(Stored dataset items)
►

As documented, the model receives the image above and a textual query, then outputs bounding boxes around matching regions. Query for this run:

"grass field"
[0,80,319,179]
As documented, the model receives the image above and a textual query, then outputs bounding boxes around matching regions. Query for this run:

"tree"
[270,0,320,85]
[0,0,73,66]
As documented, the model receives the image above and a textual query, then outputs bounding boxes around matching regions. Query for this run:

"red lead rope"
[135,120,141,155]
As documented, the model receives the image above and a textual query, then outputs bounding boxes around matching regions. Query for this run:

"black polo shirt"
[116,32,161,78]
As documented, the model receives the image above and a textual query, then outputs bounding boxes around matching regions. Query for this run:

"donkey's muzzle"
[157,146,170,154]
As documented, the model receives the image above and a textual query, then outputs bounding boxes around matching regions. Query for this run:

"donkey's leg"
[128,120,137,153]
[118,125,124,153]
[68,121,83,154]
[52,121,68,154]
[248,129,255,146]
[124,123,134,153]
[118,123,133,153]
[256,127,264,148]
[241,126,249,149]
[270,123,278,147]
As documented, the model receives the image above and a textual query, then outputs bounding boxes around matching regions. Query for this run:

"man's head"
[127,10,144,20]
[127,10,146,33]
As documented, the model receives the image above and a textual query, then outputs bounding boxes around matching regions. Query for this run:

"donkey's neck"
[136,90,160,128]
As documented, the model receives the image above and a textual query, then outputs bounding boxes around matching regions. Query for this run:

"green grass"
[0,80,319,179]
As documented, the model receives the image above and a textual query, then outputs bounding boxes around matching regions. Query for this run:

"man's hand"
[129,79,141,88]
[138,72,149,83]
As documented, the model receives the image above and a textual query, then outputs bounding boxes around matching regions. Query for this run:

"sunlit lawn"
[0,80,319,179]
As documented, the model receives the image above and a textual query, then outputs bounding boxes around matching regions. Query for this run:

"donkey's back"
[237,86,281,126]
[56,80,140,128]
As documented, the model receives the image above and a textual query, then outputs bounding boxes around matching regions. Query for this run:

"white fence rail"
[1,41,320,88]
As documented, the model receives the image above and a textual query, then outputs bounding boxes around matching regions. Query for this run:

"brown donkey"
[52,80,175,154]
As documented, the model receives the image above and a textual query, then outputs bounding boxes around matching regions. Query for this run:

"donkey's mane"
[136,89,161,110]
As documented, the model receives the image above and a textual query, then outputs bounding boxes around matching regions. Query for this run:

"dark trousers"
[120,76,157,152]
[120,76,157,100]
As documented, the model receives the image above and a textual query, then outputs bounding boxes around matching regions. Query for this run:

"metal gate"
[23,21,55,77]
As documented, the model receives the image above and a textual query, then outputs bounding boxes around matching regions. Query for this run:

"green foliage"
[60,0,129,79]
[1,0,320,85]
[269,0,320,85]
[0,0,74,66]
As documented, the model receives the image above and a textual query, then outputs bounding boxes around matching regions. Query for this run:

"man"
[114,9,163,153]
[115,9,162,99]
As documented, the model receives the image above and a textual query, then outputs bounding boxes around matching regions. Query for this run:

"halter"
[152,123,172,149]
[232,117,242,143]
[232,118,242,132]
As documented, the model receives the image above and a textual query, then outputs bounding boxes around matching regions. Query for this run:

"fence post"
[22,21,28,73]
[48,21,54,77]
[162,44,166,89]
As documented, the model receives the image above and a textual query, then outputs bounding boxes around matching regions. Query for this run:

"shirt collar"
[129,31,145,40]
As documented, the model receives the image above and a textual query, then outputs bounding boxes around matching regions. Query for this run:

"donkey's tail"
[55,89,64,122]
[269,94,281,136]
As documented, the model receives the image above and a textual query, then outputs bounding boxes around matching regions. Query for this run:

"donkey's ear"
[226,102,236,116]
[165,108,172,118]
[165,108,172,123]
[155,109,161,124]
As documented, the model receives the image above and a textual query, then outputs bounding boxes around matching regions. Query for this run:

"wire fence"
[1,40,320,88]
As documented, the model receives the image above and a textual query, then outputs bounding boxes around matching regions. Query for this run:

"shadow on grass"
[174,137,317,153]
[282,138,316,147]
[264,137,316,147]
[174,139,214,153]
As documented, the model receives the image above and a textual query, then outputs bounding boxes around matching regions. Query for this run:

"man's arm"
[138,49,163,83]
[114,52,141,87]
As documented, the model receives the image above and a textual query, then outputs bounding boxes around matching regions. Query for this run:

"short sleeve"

◄

- **WHAT IS NEEDED**: The data must be duplicated exactly, with nothing left out.

- **EXERCISE OUTPUT**:
As documented, the model receives the image above and a textual query, then outputs bounding boxes around matching regions. Query for this run:

"grass field"
[0,80,319,179]
As documented, the model receives the image above and a textual query, then outputs bounding boxes around matching regions. Query for this run:

"tree"
[270,0,320,85]
[0,0,73,66]
As documented, the model receives the image above and a textual query, then outputs bounding boxes around matching regions. Query for this run:

"red lead rope"
[135,120,141,155]
As documented, the model receives the image above and a textual query, then outputs bounding boxes around matching regions. Query for this run:

"black polo shirt"
[116,32,161,78]
As documented, the model receives the image above and a textual query, then outputs bounding boxes around matching regions. Query for this run:

"donkey's muzzle"
[157,146,170,154]
As documented, the model receives the image above and a textual query, then outputs bounding boxes around matching regions. Query for this run:

"donkey's leg"
[128,120,137,153]
[118,125,124,153]
[68,121,83,154]
[52,121,68,154]
[248,129,255,146]
[124,123,134,153]
[118,123,133,153]
[256,127,264,148]
[241,126,249,149]
[270,123,278,147]
As documented, the model receives the image above and a textual query, then outputs bounding boxes around matching regions. Query for this run:

"man's head"
[127,10,144,20]
[127,10,146,33]
As documented, the model receives the image above and a textual query, then outputs bounding boxes around matching regions. Query for this run:

"donkey's neck"
[136,90,160,128]
As documented, the model receives the image above and a textual query, then outputs bounding boxes around matching regions. Query for this run:

"green grass"
[0,80,319,179]
As documented, the model receives the image above and a textual query, then outputs bounding boxes around matching regions. Query for this run:

"man's hand"
[129,79,141,88]
[138,72,149,83]
As documented, the model receives the image above and a textual query, then outputs bounding boxes around matching regions. Query for this run:

"sunlit lawn"
[0,80,319,179]
As documented, the model receives the image above and a textual query, then outputs bounding boxes around matching regions. Query for this run:

"donkey's back"
[237,86,281,126]
[56,80,140,128]
As documented, the model receives the image above and a textual query, then outputs bounding boxes around matching regions. Query for this run:

"white fence rail"
[1,41,320,88]
As documented, the model receives the image above and a textual query, then outputs bounding boxes around matching regions. Query for this run:

"brown donkey"
[52,80,175,154]
As documented, the model receives the image above and a textual query, then outputs bounding boxes around matching regions. Query for this run:

"donkey's mane"
[136,89,161,110]
As documented, the model receives the image above and a textual query, then outputs bounding boxes around matching regions. Query for this run:

"dark trousers"
[120,76,157,152]
[120,76,157,100]
As documented, the model receives the image above and a textual query, then outputs bounding boxes around matching regions. Query for this run:

"metal gate"
[23,21,55,77]
As documented, the model receives the image above and a textual query, then outputs bounding boxes around matching regions. Query for this run:

"green foliage"
[60,0,129,79]
[1,0,320,85]
[269,0,320,85]
[0,0,74,66]
As documented, the model receives the image above and a textual query, then outputs bounding boxes around matching regions. Query for this run:

"man"
[114,9,163,153]
[115,9,162,99]
As documented, the model receives the image above and a textual query, then outputs bounding boxes around matching regions. Query for this run:

"halter"
[152,123,172,149]
[232,117,242,143]
[232,118,242,132]
As documented, the model receives the image above and a textual query, then outputs bounding boxes around matching regions. Query for this run:

"fence post"
[22,21,28,73]
[48,21,54,77]
[162,44,166,89]
As documented, the model receives the image above and a textual query, then outputs bounding boxes around matching regions. Query for this run:

"shirt collar"
[129,31,145,40]
As documented, the model receives the image above and a textual query, then outputs bounding boxes around matching regions. Query for this run:

"donkey's tail"
[55,89,64,122]
[269,94,281,136]
As documented, the model receives the image above and a textual query, then outputs bounding boxes around matching regions. Query for this run:

"donkey's ear"
[226,102,236,116]
[165,108,172,118]
[165,108,172,123]
[155,109,161,124]
As documented, the model receives the image above and a textual query, then outputs bounding boxes around matching regions. Query for this run:

"wire fence"
[1,40,320,88]
As documented, the model receives the image above and a textual query, then outputs bounding boxes around matching regions. Query for this run:

"shadow on grass"
[174,137,317,153]
[282,138,316,147]
[264,137,316,147]
[174,139,214,153]
As documented, the model receives the image above and a textual query, then outputs bounding boxes around matching regions. Query for this run:

"man's arm"
[138,49,163,83]
[114,52,141,87]
As documented, the model receives the image above and a textual query, then outputs bounding boxes around matching regions. Query for this run:

"short sleeve"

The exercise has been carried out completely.